(Annotation records)
▬▬▬▬▬▬▬▬▬▬

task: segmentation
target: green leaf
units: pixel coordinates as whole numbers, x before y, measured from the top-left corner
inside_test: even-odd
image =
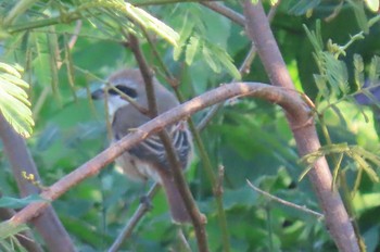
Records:
[[[27,230],[28,227],[25,224],[14,226],[11,223],[0,224],[0,240],[5,239],[10,236],[14,236],[21,231]]]
[[[35,125],[30,102],[23,88],[29,85],[21,79],[18,71],[4,63],[0,65],[0,111],[13,129],[20,135],[28,138]]]
[[[191,65],[199,48],[200,39],[198,37],[191,37],[189,45],[186,47],[186,64]]]
[[[139,25],[145,27],[147,29],[153,30],[173,46],[178,46],[179,35],[172,27],[155,18],[144,10],[134,7],[128,2],[121,2],[121,4],[125,4],[123,9],[125,9],[128,17],[137,22]]]
[[[370,11],[377,12],[379,10],[379,0],[364,0],[364,2]]]

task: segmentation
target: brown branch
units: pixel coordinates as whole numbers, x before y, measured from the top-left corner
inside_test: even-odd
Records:
[[[149,112],[150,112],[151,118],[153,118],[157,115],[156,100],[155,100],[154,88],[153,88],[153,77],[150,68],[148,67],[148,63],[140,50],[138,39],[134,35],[129,35],[128,38],[129,38],[128,39],[129,47],[135,54],[136,61],[140,66],[140,72],[145,83],[145,92],[148,98]],[[206,252],[208,251],[208,244],[207,244],[206,231],[204,227],[205,218],[200,213],[195,204],[195,200],[191,194],[189,186],[186,182],[181,164],[179,163],[178,156],[176,154],[176,151],[174,149],[169,135],[165,129],[163,129],[159,134],[159,136],[165,148],[167,160],[172,167],[175,184],[190,214],[190,217],[194,227],[195,236],[197,236],[198,249],[201,252]]]
[[[253,5],[251,0],[245,0],[244,15],[248,22],[245,26],[246,32],[256,45],[258,55],[273,85],[294,89],[261,1]],[[294,100],[300,99],[294,93],[293,97]],[[292,116],[288,114],[287,117],[300,155],[303,156],[317,151],[320,148],[320,142],[315,127],[297,127],[294,125],[296,121]],[[340,251],[359,251],[354,228],[344,209],[342,199],[331,188],[332,176],[325,158],[319,159],[314,164],[314,168],[309,171],[308,177],[324,211],[327,229],[330,231],[338,249]]]
[[[13,130],[1,113],[0,138],[21,196],[26,197],[39,193],[39,189],[22,176],[22,172],[34,174],[36,180],[39,181],[40,177],[36,164],[26,148],[24,139]],[[50,251],[75,251],[68,234],[52,206],[49,205],[43,213],[40,212],[34,215],[33,218],[28,218],[28,220],[31,220],[36,226],[37,231],[42,236]]]
[[[149,117],[153,118],[159,114],[157,104],[156,104],[155,94],[154,94],[154,87],[153,87],[153,73],[148,66],[148,63],[142,55],[142,52],[139,47],[139,40],[135,35],[128,34],[128,43],[129,43],[130,50],[135,54],[143,81],[145,83]]]
[[[276,15],[276,11],[278,8],[280,0],[270,8],[270,11],[268,13],[268,21],[269,23],[274,20],[275,15]],[[220,3],[214,3],[214,2],[204,2],[202,3],[203,5],[214,10],[215,12],[221,14],[221,15],[228,15],[230,13],[233,14],[233,16],[237,16],[240,21],[237,22],[238,24],[240,24],[241,26],[245,25],[245,17],[239,17],[239,13],[236,13],[233,10],[230,10],[228,8],[226,8],[225,5],[221,5]],[[228,17],[228,16],[227,16]],[[231,18],[232,20],[232,18]],[[233,21],[233,20],[232,20]],[[243,22],[243,23],[241,23]],[[256,47],[255,45],[252,42],[251,49],[249,51],[249,53],[246,54],[243,63],[241,64],[241,66],[239,67],[239,72],[241,74],[241,76],[248,75],[250,73],[251,70],[251,64],[253,62],[253,60],[256,56]],[[235,80],[232,80],[235,81]],[[210,123],[210,121],[212,118],[214,118],[214,116],[216,115],[216,113],[223,108],[224,103],[219,103],[214,105],[213,108],[211,108],[211,110],[207,112],[207,114],[202,118],[202,121],[199,123],[199,125],[197,126],[197,128],[199,130],[202,130],[203,128],[206,127],[206,125]]]
[[[255,191],[258,192],[258,193],[262,193],[263,196],[269,198],[270,200],[277,201],[277,202],[279,202],[280,204],[287,205],[287,206],[289,206],[289,207],[296,209],[296,210],[299,210],[299,211],[301,211],[301,212],[304,212],[304,213],[307,213],[307,214],[312,214],[312,215],[316,216],[316,217],[319,218],[319,219],[325,218],[325,216],[324,216],[322,214],[320,214],[320,213],[318,213],[318,212],[315,212],[315,211],[313,211],[313,210],[309,210],[309,209],[307,209],[307,207],[304,206],[304,205],[301,206],[301,205],[294,204],[294,203],[292,203],[292,202],[282,200],[281,198],[278,198],[278,197],[276,197],[276,196],[273,196],[273,194],[270,194],[269,192],[263,191],[262,189],[255,187],[255,186],[254,186],[250,180],[248,180],[248,179],[246,179],[246,182],[248,182],[248,185],[249,185],[253,190],[255,190]]]
[[[0,192],[1,198],[1,192]],[[9,219],[11,218],[16,212],[14,210],[10,209],[3,209],[0,207],[0,219]],[[20,241],[20,243],[28,251],[28,252],[42,252],[42,248],[35,242],[35,239],[33,237],[33,234],[27,231],[22,231],[21,236],[16,236],[16,239]]]
[[[290,115],[292,115],[292,118],[297,122],[296,125],[300,128],[314,128],[312,124],[307,123],[309,121],[308,110],[304,102],[294,99],[293,96],[290,96],[282,88],[258,83],[235,83],[224,85],[193,98],[192,100],[180,104],[140,126],[137,128],[137,130],[131,131],[119,141],[113,143],[106,150],[102,151],[97,156],[67,174],[51,187],[47,188],[47,190],[41,192],[40,197],[49,201],[54,201],[78,182],[83,181],[87,177],[98,174],[102,167],[113,162],[123,152],[143,141],[149,136],[162,130],[167,125],[179,122],[206,106],[238,96],[259,97],[273,103],[280,104]],[[34,216],[38,215],[48,205],[49,203],[46,201],[30,203],[7,223],[10,225],[26,223]]]

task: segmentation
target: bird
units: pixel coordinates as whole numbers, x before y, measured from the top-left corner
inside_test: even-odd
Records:
[[[115,142],[151,118],[121,96],[121,92],[127,94],[140,108],[148,110],[144,80],[139,68],[123,68],[112,74],[107,84],[117,88],[118,91],[103,85],[102,88],[93,91],[91,97],[93,100],[99,100],[107,96],[107,112],[112,122],[112,142]],[[159,115],[179,104],[176,97],[155,77],[153,77],[153,89]],[[179,122],[167,126],[166,130],[170,136],[180,166],[185,171],[189,166],[193,153],[192,137],[188,125],[186,122]],[[185,201],[175,184],[165,148],[157,135],[152,135],[134,146],[118,156],[115,162],[129,178],[143,181],[152,178],[163,187],[174,223],[191,222]]]

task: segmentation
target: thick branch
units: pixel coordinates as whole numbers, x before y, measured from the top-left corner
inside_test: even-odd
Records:
[[[39,193],[39,189],[27,181],[22,172],[34,174],[39,181],[39,174],[36,165],[26,148],[24,139],[16,134],[0,113],[0,138],[3,142],[4,152],[11,163],[14,178],[16,179],[22,197]],[[58,218],[52,206],[49,206],[40,215],[29,218],[42,236],[47,247],[51,251],[75,251],[68,234]],[[59,238],[59,239],[58,239]]]
[[[212,91],[205,92],[177,108],[174,108],[166,113],[155,117],[147,124],[140,126],[116,143],[109,147],[106,150],[83,164],[77,169],[73,171],[54,185],[45,190],[40,196],[47,200],[54,201],[76,184],[83,181],[89,176],[93,176],[100,172],[102,167],[113,162],[118,155],[132,146],[143,141],[149,136],[156,134],[167,125],[179,122],[189,115],[200,111],[206,106],[221,102],[232,97],[259,97],[273,103],[280,104],[288,114],[297,122],[295,126],[313,127],[308,124],[308,110],[301,101],[294,99],[282,88],[273,87],[258,83],[236,83],[218,87]],[[294,124],[293,124],[294,125]],[[15,214],[8,223],[11,225],[20,225],[28,222],[34,216],[38,215],[40,211],[49,205],[48,202],[35,202]]]
[[[132,50],[136,61],[140,67],[141,75],[145,83],[145,92],[148,98],[149,105],[149,114],[151,118],[157,115],[157,106],[156,106],[156,97],[154,94],[154,86],[153,86],[153,76],[148,66],[148,63],[140,50],[139,42],[136,36],[129,35],[129,47]],[[173,177],[175,184],[183,199],[185,205],[190,214],[192,224],[194,226],[194,231],[198,241],[198,248],[201,252],[208,251],[206,231],[205,231],[205,222],[203,215],[200,213],[195,200],[193,199],[189,186],[186,182],[185,176],[182,174],[182,167],[179,163],[178,156],[174,149],[170,137],[167,131],[164,129],[160,134],[160,139],[163,142],[167,155],[168,163],[172,167]]]
[[[294,90],[287,66],[282,60],[276,40],[271,34],[269,23],[265,16],[262,3],[253,5],[251,0],[244,3],[246,32],[257,48],[264,67],[275,86]],[[294,97],[294,99],[300,99]],[[315,152],[320,148],[319,139],[314,126],[297,127],[297,123],[288,114],[299,153],[301,156]],[[330,231],[340,251],[359,251],[355,232],[350,217],[344,209],[339,193],[331,188],[331,173],[325,158],[319,159],[308,173],[314,190],[324,211],[327,229]]]

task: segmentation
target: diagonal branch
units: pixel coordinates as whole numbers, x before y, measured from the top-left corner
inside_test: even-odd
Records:
[[[261,1],[254,5],[251,0],[245,0],[244,15],[246,33],[256,45],[258,55],[273,85],[294,90],[294,85],[270,30]],[[294,99],[297,100],[300,97],[294,96]],[[300,155],[303,156],[317,151],[320,148],[320,142],[314,125],[297,127],[293,125],[292,115],[289,113],[287,115]],[[314,164],[314,168],[308,173],[308,178],[324,211],[327,229],[330,231],[338,249],[340,251],[359,251],[354,228],[342,199],[331,188],[332,176],[325,156]]]
[[[159,133],[165,126],[179,122],[189,115],[217,102],[221,102],[229,98],[243,96],[258,97],[279,104],[289,115],[291,115],[291,118],[294,119],[292,124],[293,126],[297,128],[314,128],[314,126],[308,123],[309,115],[305,103],[301,100],[294,99],[293,96],[290,96],[282,88],[259,83],[235,83],[224,85],[193,98],[192,100],[178,105],[140,126],[137,130],[134,130],[103,152],[99,153],[93,159],[83,164],[80,167],[64,176],[51,187],[47,188],[40,196],[49,201],[54,201],[78,182],[83,181],[87,177],[98,174],[102,167],[113,162],[123,152],[143,141],[149,136]],[[48,206],[49,202],[45,201],[31,203],[21,210],[3,225],[15,226],[26,223]]]
[[[26,172],[27,174],[33,174],[36,180],[39,181],[40,178],[36,164],[26,148],[24,139],[13,130],[1,113],[0,139],[10,161],[14,178],[20,189],[20,194],[25,197],[39,193],[39,189],[22,176],[22,172]],[[75,251],[68,234],[64,229],[52,206],[49,205],[43,213],[40,212],[40,214],[36,214],[34,218],[29,218],[28,220],[31,220],[36,226],[49,250]],[[58,237],[60,239],[56,239]]]

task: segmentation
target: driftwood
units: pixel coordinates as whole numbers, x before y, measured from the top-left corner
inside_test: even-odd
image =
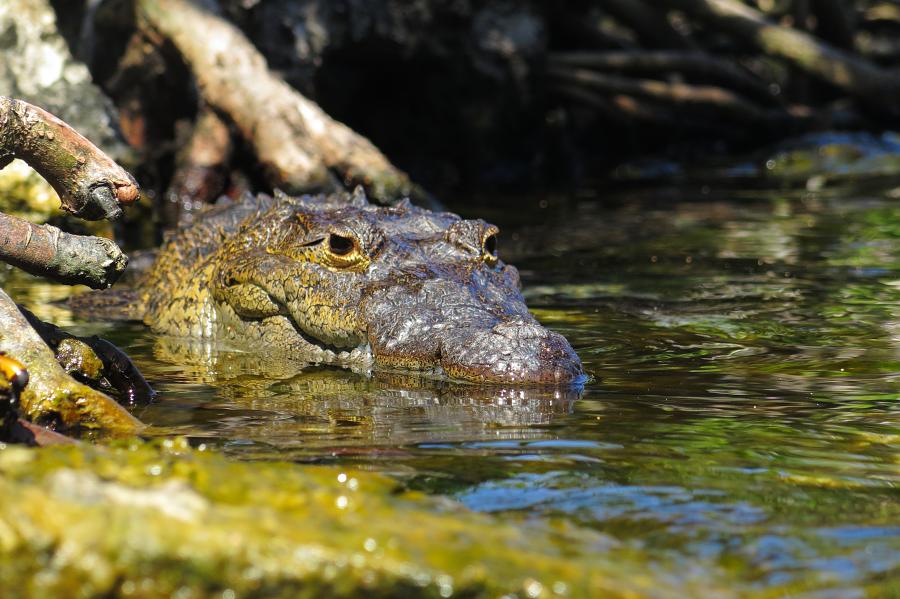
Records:
[[[190,139],[175,159],[177,167],[163,206],[166,225],[190,222],[192,212],[221,195],[231,151],[228,125],[215,112],[202,107]]]
[[[74,381],[12,299],[0,291],[0,352],[26,365],[22,415],[65,429],[101,428],[133,433],[143,425],[109,396]]]
[[[56,352],[57,361],[70,374],[79,375],[92,384],[107,383],[128,404],[143,404],[156,397],[156,392],[131,358],[114,344],[96,335],[77,337],[44,322],[21,306],[19,311],[50,349]]]
[[[68,285],[105,289],[125,271],[128,258],[109,239],[72,235],[0,213],[0,259]]]
[[[74,439],[19,418],[19,398],[28,384],[25,365],[9,356],[0,355],[0,442],[32,446],[68,445]]]
[[[835,48],[809,33],[777,25],[736,0],[668,0],[668,3],[755,44],[766,54],[787,60],[851,96],[888,110],[895,110],[900,101],[897,73]]]
[[[579,83],[613,94],[651,98],[675,106],[693,106],[716,110],[720,115],[751,123],[772,120],[772,114],[729,90],[686,83],[669,83],[655,79],[632,79],[597,73],[578,67],[548,67],[551,76]]]
[[[273,73],[237,27],[185,0],[135,4],[139,30],[174,45],[203,100],[234,123],[272,186],[302,192],[362,184],[370,197],[388,202],[415,191],[368,139]]]
[[[734,61],[710,56],[702,51],[632,50],[607,52],[557,52],[550,54],[549,63],[555,66],[571,66],[601,71],[628,73],[683,73],[697,75],[720,83],[727,89],[743,93],[766,104],[777,104],[778,99],[769,86],[743,69]]]

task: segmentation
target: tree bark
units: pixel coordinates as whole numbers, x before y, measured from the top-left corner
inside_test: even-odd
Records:
[[[267,66],[234,25],[184,0],[138,0],[138,26],[172,42],[188,63],[204,101],[234,122],[287,192],[362,184],[393,201],[414,191],[405,173],[366,138],[331,119]],[[202,32],[202,33],[201,33]]]
[[[128,265],[128,258],[109,239],[64,233],[2,212],[0,260],[33,275],[92,289],[106,289]]]
[[[778,56],[844,92],[896,111],[900,75],[839,50],[812,35],[776,25],[736,0],[668,0],[718,28],[744,38],[763,52]]]

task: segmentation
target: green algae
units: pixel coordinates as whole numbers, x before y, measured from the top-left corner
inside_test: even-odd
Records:
[[[608,540],[180,440],[0,450],[5,597],[636,597]]]

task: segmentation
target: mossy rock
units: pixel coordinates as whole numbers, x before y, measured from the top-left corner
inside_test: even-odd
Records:
[[[639,597],[610,541],[513,525],[390,478],[244,463],[183,441],[0,450],[15,597]]]

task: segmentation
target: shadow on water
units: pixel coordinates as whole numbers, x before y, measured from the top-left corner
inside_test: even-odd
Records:
[[[583,394],[189,359],[137,326],[70,324],[155,384],[138,411],[153,434],[353,463],[510,521],[596,529],[617,542],[598,551],[637,555],[669,586],[900,595],[898,195],[492,198],[478,216],[594,375]],[[46,303],[64,290],[19,275],[7,288],[66,324]]]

▬▬▬▬▬▬▬▬▬▬

[YOUR INSTRUCTIONS] Pull out every line above that contains the string "branch". Case matters.

[WRITTEN ANSWER]
target: brown branch
target: thick branch
target: diagonal branch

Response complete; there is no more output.